++++ Extract to read ++++

Chartes Labyrinth.jpgLABYRINTHS
First, the basics. A labyrinth is not a maze. A maze is like a puzzle to be solved. It has twists, turns, and blind alleys. It is a left brain task that requires logical, sequential, analytical activity to find the correct path into the maze and out. Labyrinths are unicursal. They have one well-defined path that leads us into the center and back out again. There are no tricks to it, no dead ends or cul-de-sacs, no intersecting paths. A labyrinth is a right brain task, involving intuition, creativity, and imagery. It can still seem confusing, but in the midst of that confusion, we jump back to the reality of only one path, and regain our composure.
Historically, the labyrinth form goes back to the dawn of civilization and has been found in pictograms and petroglyphs in the southwest of North America , images stamped in coins from the ancient Mediterranean, rock lined paths and earthen berms throughout Europe and the prime example on the floor of the Chartes cathedral in France. It was used as a connector of sorts, symbolically representing the inner journey, the mystery of life, bridging the
day to day experience with the mystical.

++++

Complete the following:
1 – Return the passage on labyrinths word for word, from "Chartes Labyrinth.jpgLABYRINTHS" to "regain our composure.".
2 – According to the labyrinth text, where is the prime example of the labyrinth form found?

++++ Dataset extract ++++

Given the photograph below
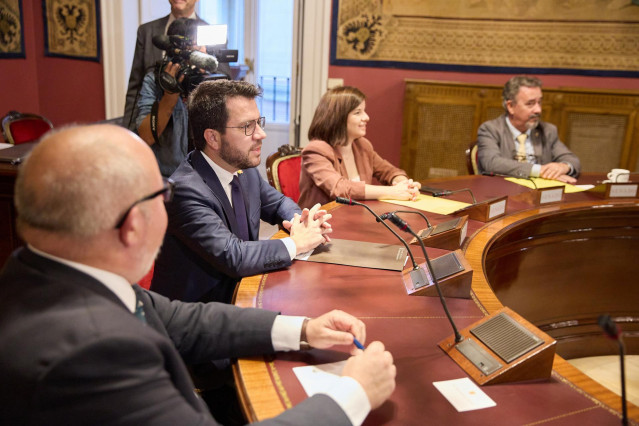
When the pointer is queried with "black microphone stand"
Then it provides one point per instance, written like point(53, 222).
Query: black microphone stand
point(417, 274)
point(401, 224)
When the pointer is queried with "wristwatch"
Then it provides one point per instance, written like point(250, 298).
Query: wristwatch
point(304, 345)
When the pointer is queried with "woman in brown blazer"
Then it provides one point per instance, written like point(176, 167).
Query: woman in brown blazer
point(340, 162)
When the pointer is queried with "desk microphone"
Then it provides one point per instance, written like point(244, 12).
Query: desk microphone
point(401, 224)
point(435, 192)
point(417, 274)
point(414, 212)
point(612, 330)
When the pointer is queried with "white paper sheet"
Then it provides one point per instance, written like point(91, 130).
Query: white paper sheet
point(319, 378)
point(464, 394)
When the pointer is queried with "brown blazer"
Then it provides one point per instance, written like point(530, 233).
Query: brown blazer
point(323, 176)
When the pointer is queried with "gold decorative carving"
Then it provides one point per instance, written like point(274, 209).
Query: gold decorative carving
point(72, 28)
point(543, 34)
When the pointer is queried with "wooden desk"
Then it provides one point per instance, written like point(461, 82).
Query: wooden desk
point(411, 327)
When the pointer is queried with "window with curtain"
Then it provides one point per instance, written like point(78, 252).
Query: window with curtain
point(272, 38)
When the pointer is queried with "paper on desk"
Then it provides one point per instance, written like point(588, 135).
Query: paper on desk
point(546, 183)
point(431, 204)
point(319, 378)
point(464, 395)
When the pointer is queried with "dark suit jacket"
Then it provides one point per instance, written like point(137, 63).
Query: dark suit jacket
point(496, 149)
point(144, 59)
point(72, 354)
point(202, 259)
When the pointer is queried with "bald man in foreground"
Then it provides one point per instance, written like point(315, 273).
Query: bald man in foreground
point(82, 345)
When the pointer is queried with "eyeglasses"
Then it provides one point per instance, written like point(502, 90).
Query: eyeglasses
point(166, 192)
point(249, 126)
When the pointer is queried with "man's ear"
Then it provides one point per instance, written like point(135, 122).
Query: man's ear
point(213, 139)
point(131, 229)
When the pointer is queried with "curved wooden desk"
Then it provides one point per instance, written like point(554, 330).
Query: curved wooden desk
point(411, 327)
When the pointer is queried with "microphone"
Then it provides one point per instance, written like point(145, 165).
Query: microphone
point(417, 274)
point(401, 224)
point(612, 330)
point(450, 192)
point(414, 212)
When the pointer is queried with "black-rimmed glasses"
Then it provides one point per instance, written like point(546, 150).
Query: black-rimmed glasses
point(166, 192)
point(250, 126)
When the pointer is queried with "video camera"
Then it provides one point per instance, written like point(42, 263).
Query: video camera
point(195, 66)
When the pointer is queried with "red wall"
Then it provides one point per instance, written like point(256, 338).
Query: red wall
point(63, 90)
point(384, 90)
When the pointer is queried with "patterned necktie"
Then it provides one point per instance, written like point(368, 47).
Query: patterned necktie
point(521, 152)
point(239, 208)
point(139, 308)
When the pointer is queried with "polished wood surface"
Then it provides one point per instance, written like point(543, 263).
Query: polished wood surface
point(411, 326)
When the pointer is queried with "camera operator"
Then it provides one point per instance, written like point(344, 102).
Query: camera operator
point(162, 119)
point(146, 56)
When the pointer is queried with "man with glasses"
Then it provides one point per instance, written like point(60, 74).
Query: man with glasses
point(81, 344)
point(213, 235)
point(519, 143)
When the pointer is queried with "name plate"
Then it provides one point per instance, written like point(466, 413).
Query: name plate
point(497, 209)
point(551, 195)
point(623, 191)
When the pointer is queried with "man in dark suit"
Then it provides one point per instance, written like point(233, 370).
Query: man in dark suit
point(81, 345)
point(207, 249)
point(146, 55)
point(519, 144)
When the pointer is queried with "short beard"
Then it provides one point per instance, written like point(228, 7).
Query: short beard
point(235, 157)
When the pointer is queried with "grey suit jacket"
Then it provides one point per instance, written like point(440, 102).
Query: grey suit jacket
point(72, 354)
point(145, 58)
point(496, 150)
point(202, 259)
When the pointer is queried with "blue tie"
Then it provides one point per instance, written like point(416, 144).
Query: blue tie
point(239, 208)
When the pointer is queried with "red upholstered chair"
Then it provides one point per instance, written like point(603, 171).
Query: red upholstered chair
point(145, 282)
point(471, 159)
point(19, 128)
point(283, 171)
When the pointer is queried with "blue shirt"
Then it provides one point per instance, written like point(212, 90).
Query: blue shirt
point(173, 145)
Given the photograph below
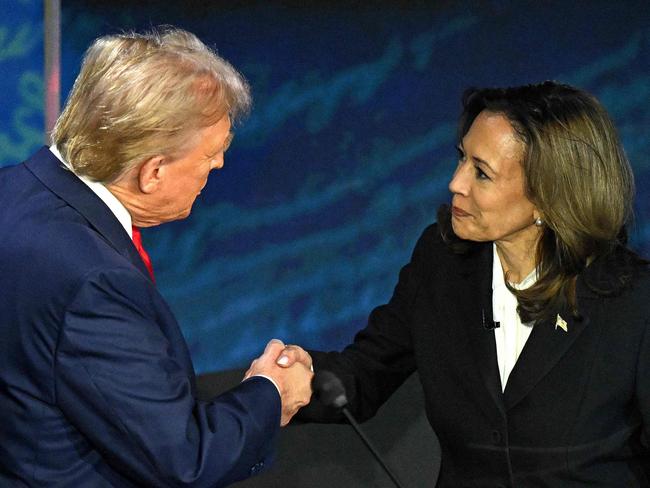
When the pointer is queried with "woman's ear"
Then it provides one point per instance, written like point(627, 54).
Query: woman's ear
point(150, 174)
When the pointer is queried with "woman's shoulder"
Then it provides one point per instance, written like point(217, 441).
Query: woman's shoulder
point(621, 271)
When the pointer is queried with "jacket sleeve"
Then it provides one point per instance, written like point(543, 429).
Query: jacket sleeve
point(123, 378)
point(381, 356)
point(643, 387)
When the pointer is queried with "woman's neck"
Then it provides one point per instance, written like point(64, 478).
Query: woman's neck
point(518, 258)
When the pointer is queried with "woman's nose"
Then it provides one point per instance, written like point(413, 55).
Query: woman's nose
point(459, 182)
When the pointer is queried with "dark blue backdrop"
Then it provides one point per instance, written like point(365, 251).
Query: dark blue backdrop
point(350, 145)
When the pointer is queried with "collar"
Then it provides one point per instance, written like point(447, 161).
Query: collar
point(111, 201)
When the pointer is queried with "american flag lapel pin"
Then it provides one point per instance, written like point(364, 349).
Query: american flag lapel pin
point(561, 323)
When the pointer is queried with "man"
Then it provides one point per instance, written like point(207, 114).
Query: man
point(96, 383)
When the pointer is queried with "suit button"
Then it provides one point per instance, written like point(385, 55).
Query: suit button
point(496, 436)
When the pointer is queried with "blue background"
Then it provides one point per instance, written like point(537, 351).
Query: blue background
point(349, 148)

++++

Exercise answers:
1 –
Chartes Labyrinth.jpgLABYRINTHS
First, the basics. A labyrinth is not a maze. A maze is like a puzzle to be solved. It has twists, turns, and blind alleys. It is a left brain task that requires logical, sequential, analytical activity to find the correct path into the maze and out. Labyrinths are unicursal. They have one well-defined path that leads us into the center and back out again. There are no tricks to it, no dead ends or cul-de-sacs, no intersecting paths. A labyrinth is a right brain task, involving intuition, creativity, and imagery. It can still seem confusing, but in the midst of that confusion, we jump back to the reality of only one path, and regain our composure.

2 – On the floor of the Chartes cathedral in France.